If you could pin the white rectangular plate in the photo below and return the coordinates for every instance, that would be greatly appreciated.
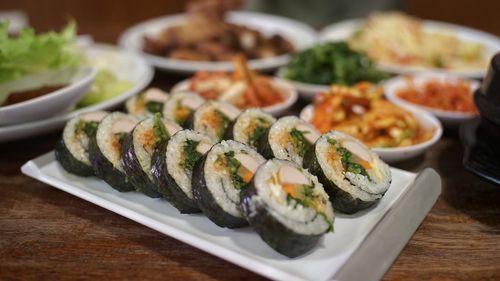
(362, 247)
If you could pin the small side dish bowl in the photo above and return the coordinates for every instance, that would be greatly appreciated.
(396, 154)
(49, 104)
(448, 118)
(285, 87)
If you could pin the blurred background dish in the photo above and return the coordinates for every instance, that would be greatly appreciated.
(244, 88)
(395, 132)
(123, 65)
(423, 45)
(45, 101)
(448, 98)
(314, 69)
(298, 34)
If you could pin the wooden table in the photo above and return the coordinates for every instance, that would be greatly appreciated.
(48, 234)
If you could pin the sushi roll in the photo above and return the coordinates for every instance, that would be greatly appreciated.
(213, 119)
(351, 173)
(219, 178)
(138, 148)
(146, 103)
(287, 207)
(288, 138)
(105, 149)
(250, 126)
(173, 165)
(181, 106)
(71, 150)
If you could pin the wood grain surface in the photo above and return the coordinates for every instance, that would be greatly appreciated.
(47, 234)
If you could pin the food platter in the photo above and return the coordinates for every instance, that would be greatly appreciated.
(342, 31)
(127, 65)
(300, 35)
(373, 237)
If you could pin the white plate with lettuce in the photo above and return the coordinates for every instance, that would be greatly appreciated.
(120, 75)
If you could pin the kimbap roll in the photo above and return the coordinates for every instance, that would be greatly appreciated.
(288, 138)
(146, 103)
(287, 207)
(219, 178)
(72, 150)
(213, 118)
(138, 148)
(250, 126)
(351, 173)
(105, 149)
(173, 164)
(181, 106)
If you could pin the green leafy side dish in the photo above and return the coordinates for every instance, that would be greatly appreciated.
(332, 63)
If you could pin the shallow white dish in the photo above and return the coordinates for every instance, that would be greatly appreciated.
(306, 90)
(396, 154)
(277, 109)
(448, 118)
(129, 66)
(344, 29)
(362, 248)
(51, 103)
(299, 34)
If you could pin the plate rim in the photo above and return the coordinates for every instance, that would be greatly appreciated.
(33, 167)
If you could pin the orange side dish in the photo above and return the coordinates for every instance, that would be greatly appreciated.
(244, 88)
(362, 112)
(441, 95)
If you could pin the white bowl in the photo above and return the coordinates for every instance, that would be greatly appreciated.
(341, 31)
(448, 118)
(278, 109)
(300, 35)
(396, 154)
(51, 103)
(306, 90)
(124, 64)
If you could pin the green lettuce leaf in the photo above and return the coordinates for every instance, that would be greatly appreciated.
(30, 53)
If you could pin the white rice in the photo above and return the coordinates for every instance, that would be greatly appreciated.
(78, 142)
(219, 181)
(203, 116)
(171, 105)
(357, 185)
(245, 124)
(298, 218)
(107, 141)
(282, 144)
(145, 140)
(175, 157)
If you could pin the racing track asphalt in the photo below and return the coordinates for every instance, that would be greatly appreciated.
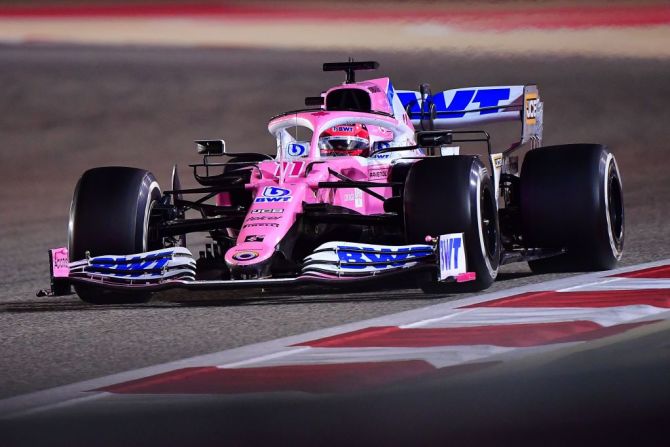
(65, 109)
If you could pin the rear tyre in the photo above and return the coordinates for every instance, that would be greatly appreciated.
(455, 195)
(572, 198)
(109, 215)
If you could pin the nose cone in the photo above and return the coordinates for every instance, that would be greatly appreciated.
(250, 260)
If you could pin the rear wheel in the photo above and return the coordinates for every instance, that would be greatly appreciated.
(455, 195)
(572, 198)
(109, 215)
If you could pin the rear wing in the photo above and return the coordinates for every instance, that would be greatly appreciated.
(466, 107)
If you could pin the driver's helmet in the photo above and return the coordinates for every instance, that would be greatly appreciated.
(345, 139)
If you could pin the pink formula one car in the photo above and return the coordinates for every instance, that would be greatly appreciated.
(355, 194)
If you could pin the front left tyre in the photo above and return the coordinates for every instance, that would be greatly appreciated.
(109, 215)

══════════════════════════════

Rewrite the data from the line that contains "If you could pin the driver's" through the end, keeping the requests. Multiply every coordinate in the answers by 0.35 and round to whole numbers, rounding halves up.

Task answer
If you could pin the driver's helmet in the photo above and return the coordinates for every instance, that would be greatly appreciated.
(121, 49)
If you could pin the pink formula one car in the photo above and return the coordinates for every instance, that would be greatly appreciated.
(124, 68)
If you could pin the front left tyre in the photo above and return the coordinates for every instance, that would be greatly appreciated.
(38, 75)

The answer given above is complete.